--- Start Records to process ---
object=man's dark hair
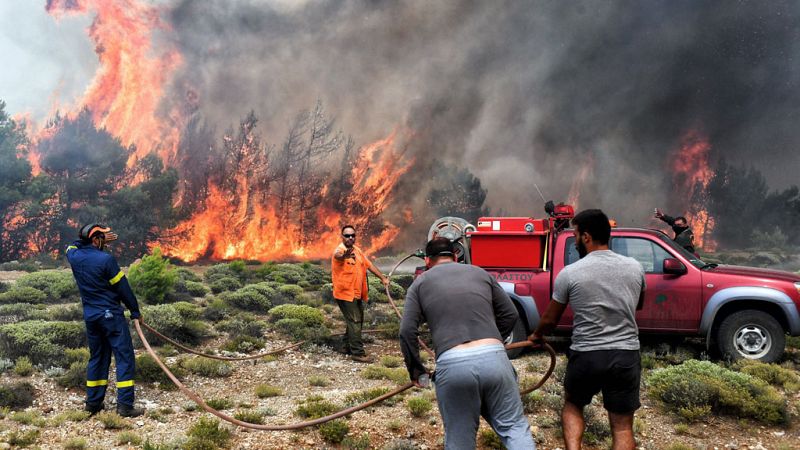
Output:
[572,209,611,245]
[425,237,455,258]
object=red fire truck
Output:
[428,204,800,362]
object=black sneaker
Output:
--- End Records to process ---
- Stated goal: Copy every row above word for word, leaving out the pictures.

- Task answer:
object=man's dark hair
Output:
[572,209,611,245]
[425,237,455,258]
object=red fire truck
Output:
[428,204,800,362]
object=black sneaker
Output:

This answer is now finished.